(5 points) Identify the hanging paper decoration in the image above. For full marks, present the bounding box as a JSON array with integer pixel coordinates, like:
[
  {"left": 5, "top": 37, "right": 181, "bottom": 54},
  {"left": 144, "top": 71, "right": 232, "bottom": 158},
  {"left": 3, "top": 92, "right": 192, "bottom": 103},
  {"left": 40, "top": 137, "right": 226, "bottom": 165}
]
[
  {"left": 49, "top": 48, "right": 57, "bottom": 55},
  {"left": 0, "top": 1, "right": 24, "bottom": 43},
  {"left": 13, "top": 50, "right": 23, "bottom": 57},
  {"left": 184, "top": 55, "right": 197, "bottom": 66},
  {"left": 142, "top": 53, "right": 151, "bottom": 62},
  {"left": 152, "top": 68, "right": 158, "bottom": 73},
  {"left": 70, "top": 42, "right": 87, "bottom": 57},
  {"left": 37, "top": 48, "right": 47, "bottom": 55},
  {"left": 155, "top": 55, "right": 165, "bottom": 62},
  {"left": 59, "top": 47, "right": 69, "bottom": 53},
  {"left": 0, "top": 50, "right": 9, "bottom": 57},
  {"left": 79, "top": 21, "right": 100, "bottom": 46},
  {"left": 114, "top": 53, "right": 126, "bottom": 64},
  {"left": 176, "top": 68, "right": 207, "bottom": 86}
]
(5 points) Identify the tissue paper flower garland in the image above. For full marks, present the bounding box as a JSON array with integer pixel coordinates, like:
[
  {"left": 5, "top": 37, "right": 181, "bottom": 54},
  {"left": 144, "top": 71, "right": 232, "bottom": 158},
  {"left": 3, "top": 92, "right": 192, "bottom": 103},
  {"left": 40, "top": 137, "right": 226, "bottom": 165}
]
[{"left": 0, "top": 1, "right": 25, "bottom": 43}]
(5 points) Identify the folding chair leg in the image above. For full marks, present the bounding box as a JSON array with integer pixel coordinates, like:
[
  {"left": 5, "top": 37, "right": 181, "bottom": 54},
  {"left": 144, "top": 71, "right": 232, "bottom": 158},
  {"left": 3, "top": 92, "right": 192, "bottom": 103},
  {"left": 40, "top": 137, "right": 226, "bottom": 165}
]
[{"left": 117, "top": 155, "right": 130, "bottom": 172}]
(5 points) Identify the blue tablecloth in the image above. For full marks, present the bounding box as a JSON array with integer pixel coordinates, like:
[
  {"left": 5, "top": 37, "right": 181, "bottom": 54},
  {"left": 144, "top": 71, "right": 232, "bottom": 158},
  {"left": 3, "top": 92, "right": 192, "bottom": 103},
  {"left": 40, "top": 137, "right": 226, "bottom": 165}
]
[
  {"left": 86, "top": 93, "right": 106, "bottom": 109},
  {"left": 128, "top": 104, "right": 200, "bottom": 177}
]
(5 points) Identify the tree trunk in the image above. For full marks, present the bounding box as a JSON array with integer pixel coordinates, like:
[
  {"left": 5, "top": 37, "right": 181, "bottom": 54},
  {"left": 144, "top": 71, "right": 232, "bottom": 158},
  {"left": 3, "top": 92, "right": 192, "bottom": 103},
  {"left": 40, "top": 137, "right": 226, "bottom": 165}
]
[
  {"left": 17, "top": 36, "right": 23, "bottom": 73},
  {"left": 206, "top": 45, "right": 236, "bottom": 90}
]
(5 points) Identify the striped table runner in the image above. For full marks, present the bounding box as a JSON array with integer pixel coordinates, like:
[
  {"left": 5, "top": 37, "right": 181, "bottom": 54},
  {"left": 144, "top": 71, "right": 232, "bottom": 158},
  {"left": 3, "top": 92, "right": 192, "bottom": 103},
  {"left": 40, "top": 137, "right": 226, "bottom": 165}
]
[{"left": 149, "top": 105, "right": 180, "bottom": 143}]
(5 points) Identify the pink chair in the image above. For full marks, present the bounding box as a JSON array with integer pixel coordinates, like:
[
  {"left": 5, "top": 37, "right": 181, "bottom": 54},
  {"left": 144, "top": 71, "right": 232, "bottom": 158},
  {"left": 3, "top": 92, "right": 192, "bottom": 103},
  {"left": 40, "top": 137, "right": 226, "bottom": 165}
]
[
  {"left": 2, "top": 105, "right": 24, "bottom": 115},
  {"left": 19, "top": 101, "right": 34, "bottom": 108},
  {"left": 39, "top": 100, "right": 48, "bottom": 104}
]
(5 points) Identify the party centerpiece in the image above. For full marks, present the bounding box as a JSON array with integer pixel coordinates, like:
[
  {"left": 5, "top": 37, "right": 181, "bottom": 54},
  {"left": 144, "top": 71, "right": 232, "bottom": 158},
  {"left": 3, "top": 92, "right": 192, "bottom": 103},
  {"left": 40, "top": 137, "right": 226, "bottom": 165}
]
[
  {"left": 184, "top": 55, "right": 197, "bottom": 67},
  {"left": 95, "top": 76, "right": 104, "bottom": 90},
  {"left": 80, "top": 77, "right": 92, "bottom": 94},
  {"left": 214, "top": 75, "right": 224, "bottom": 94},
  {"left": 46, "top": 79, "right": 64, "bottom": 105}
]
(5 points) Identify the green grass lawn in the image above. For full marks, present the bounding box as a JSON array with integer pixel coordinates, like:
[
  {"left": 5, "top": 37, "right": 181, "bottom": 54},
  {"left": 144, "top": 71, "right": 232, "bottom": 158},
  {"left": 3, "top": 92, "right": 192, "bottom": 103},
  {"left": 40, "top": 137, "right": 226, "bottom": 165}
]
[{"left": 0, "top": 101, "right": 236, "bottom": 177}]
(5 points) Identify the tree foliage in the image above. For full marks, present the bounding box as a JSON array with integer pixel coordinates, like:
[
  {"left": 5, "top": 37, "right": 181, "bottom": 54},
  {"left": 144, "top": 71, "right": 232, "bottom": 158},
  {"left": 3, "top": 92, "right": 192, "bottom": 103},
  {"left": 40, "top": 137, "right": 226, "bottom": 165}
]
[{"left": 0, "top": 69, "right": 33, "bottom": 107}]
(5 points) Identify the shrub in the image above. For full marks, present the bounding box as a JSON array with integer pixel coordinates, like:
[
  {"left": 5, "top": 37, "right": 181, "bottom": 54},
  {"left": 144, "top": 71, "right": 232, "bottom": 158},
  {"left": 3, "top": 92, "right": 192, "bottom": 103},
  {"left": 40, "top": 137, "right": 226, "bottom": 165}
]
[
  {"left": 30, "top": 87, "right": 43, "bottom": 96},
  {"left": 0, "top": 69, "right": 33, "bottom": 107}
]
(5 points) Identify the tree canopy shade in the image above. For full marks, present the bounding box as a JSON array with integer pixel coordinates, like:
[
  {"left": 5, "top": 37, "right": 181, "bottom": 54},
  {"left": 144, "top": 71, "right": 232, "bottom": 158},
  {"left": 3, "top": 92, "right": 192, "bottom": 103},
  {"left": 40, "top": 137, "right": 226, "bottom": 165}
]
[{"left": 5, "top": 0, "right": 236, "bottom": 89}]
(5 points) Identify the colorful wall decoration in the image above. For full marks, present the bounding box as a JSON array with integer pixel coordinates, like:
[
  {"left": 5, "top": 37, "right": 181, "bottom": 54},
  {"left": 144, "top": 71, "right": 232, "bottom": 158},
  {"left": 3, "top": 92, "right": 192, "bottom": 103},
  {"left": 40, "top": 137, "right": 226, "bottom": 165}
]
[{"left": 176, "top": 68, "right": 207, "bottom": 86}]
-------------------------
**GOAL OF THE EXERCISE:** Can you reproduce all of the data above verbatim, line for line, with nothing changed?

**SOLUTION FOR THIS TASK:**
(5 points) Identify the hanging paper decoration in the image above. For full marks, present the bounding box as a JSON array with integer pixel coordinates, like:
[
  {"left": 5, "top": 37, "right": 181, "bottom": 54},
  {"left": 144, "top": 71, "right": 232, "bottom": 158},
  {"left": 3, "top": 92, "right": 192, "bottom": 103},
  {"left": 40, "top": 137, "right": 226, "bottom": 165}
]
[
  {"left": 49, "top": 48, "right": 57, "bottom": 55},
  {"left": 0, "top": 1, "right": 24, "bottom": 43},
  {"left": 13, "top": 50, "right": 23, "bottom": 57},
  {"left": 184, "top": 55, "right": 197, "bottom": 66},
  {"left": 142, "top": 53, "right": 151, "bottom": 62},
  {"left": 152, "top": 68, "right": 158, "bottom": 73},
  {"left": 70, "top": 42, "right": 87, "bottom": 57},
  {"left": 37, "top": 48, "right": 47, "bottom": 55},
  {"left": 155, "top": 55, "right": 165, "bottom": 62},
  {"left": 59, "top": 47, "right": 69, "bottom": 53},
  {"left": 0, "top": 50, "right": 9, "bottom": 57},
  {"left": 79, "top": 21, "right": 100, "bottom": 46},
  {"left": 114, "top": 53, "right": 126, "bottom": 64},
  {"left": 176, "top": 68, "right": 207, "bottom": 86}
]
(5 points) Identify the tissue paper flower garland in the image above. For full marks, present the bounding box as a JSON array with integer pixel coordinates, like:
[
  {"left": 5, "top": 37, "right": 181, "bottom": 54},
  {"left": 144, "top": 71, "right": 232, "bottom": 158},
  {"left": 3, "top": 92, "right": 192, "bottom": 103},
  {"left": 40, "top": 137, "right": 226, "bottom": 165}
]
[{"left": 0, "top": 1, "right": 25, "bottom": 43}]
(5 points) Identify the folding chair leg in the image above. For full marks, present the bounding box as a JSON array with integer pixel coordinates, like:
[
  {"left": 5, "top": 37, "right": 181, "bottom": 54},
  {"left": 144, "top": 71, "right": 232, "bottom": 158},
  {"left": 3, "top": 92, "right": 192, "bottom": 103},
  {"left": 40, "top": 137, "right": 226, "bottom": 165}
]
[{"left": 117, "top": 155, "right": 130, "bottom": 172}]
(5 points) Identify the blue tablecloth in the image above. For full marks, present the bounding box as a JSON array with integer pixel coordinates, like:
[
  {"left": 5, "top": 37, "right": 181, "bottom": 54},
  {"left": 144, "top": 71, "right": 232, "bottom": 158},
  {"left": 3, "top": 92, "right": 192, "bottom": 103},
  {"left": 40, "top": 137, "right": 226, "bottom": 165}
]
[
  {"left": 86, "top": 93, "right": 106, "bottom": 109},
  {"left": 128, "top": 104, "right": 200, "bottom": 177}
]
(5 points) Identify the tree trunk in the image above. For full marks, present the bounding box as a JSON array with integer pixel coordinates, like:
[
  {"left": 5, "top": 37, "right": 181, "bottom": 54},
  {"left": 144, "top": 71, "right": 232, "bottom": 158},
  {"left": 3, "top": 92, "right": 192, "bottom": 103},
  {"left": 40, "top": 137, "right": 226, "bottom": 165}
]
[
  {"left": 17, "top": 36, "right": 23, "bottom": 73},
  {"left": 206, "top": 45, "right": 236, "bottom": 90}
]
(5 points) Identify the striped table runner in the image above. For full marks, present the bounding box as a JSON array with integer pixel coordinates, like:
[
  {"left": 5, "top": 37, "right": 181, "bottom": 54},
  {"left": 144, "top": 71, "right": 232, "bottom": 158},
  {"left": 3, "top": 92, "right": 192, "bottom": 103},
  {"left": 40, "top": 137, "right": 226, "bottom": 165}
]
[{"left": 149, "top": 105, "right": 180, "bottom": 143}]
(5 points) Identify the pink chair in the image above. For full marks, present the bounding box as a JSON array with integer pixel coordinates, like:
[
  {"left": 5, "top": 37, "right": 181, "bottom": 54},
  {"left": 144, "top": 71, "right": 232, "bottom": 158},
  {"left": 3, "top": 92, "right": 192, "bottom": 103},
  {"left": 40, "top": 137, "right": 226, "bottom": 165}
]
[
  {"left": 2, "top": 105, "right": 24, "bottom": 115},
  {"left": 19, "top": 101, "right": 34, "bottom": 108},
  {"left": 39, "top": 100, "right": 48, "bottom": 104}
]
(5 points) Identify the party centerpiece in the image above. For full marks, present the bounding box as a JSON array with integer pixel coordinates, like:
[
  {"left": 5, "top": 37, "right": 181, "bottom": 54},
  {"left": 144, "top": 71, "right": 232, "bottom": 158},
  {"left": 3, "top": 92, "right": 192, "bottom": 103},
  {"left": 40, "top": 137, "right": 226, "bottom": 165}
]
[
  {"left": 184, "top": 55, "right": 197, "bottom": 67},
  {"left": 95, "top": 76, "right": 104, "bottom": 90},
  {"left": 80, "top": 77, "right": 92, "bottom": 94},
  {"left": 214, "top": 75, "right": 224, "bottom": 94},
  {"left": 46, "top": 79, "right": 64, "bottom": 105}
]
(5 points) Identify the green grass lawn in the image above. For full marks, present the bounding box as a JSON array with integer pixel coordinates, like:
[
  {"left": 5, "top": 37, "right": 181, "bottom": 54},
  {"left": 144, "top": 71, "right": 232, "bottom": 158},
  {"left": 3, "top": 92, "right": 192, "bottom": 103},
  {"left": 40, "top": 137, "right": 226, "bottom": 165}
]
[{"left": 0, "top": 101, "right": 236, "bottom": 177}]
(5 points) Identify the tree foliage in the image above. For full marks, present the bounding box as a JSON array with integer pixel coordinates, like:
[
  {"left": 5, "top": 37, "right": 181, "bottom": 54},
  {"left": 144, "top": 71, "right": 232, "bottom": 158},
  {"left": 3, "top": 92, "right": 192, "bottom": 103},
  {"left": 40, "top": 137, "right": 226, "bottom": 165}
]
[{"left": 0, "top": 69, "right": 33, "bottom": 107}]
(5 points) Identify the shrub in the image above. For full marks, present the bounding box as a JSON array with integer pixel coordinates, like:
[
  {"left": 5, "top": 37, "right": 181, "bottom": 54},
  {"left": 144, "top": 71, "right": 232, "bottom": 158},
  {"left": 3, "top": 92, "right": 192, "bottom": 103},
  {"left": 40, "top": 137, "right": 226, "bottom": 165}
]
[
  {"left": 30, "top": 87, "right": 43, "bottom": 96},
  {"left": 0, "top": 69, "right": 33, "bottom": 107}
]
(5 points) Identify the tree canopy shade in the image above. For full marks, present the bounding box as a JSON array with integer pixel coordinates, like:
[
  {"left": 5, "top": 37, "right": 181, "bottom": 54},
  {"left": 144, "top": 71, "right": 232, "bottom": 158},
  {"left": 3, "top": 92, "right": 192, "bottom": 103},
  {"left": 40, "top": 137, "right": 226, "bottom": 165}
]
[{"left": 5, "top": 0, "right": 236, "bottom": 89}]
(5 points) Identify the colorful wall decoration in the image above. For full marks, present the bounding box as a JSON array with integer pixel coordinates, like:
[
  {"left": 5, "top": 37, "right": 181, "bottom": 54},
  {"left": 144, "top": 71, "right": 232, "bottom": 158},
  {"left": 3, "top": 92, "right": 192, "bottom": 103},
  {"left": 40, "top": 137, "right": 226, "bottom": 165}
]
[{"left": 176, "top": 68, "right": 207, "bottom": 86}]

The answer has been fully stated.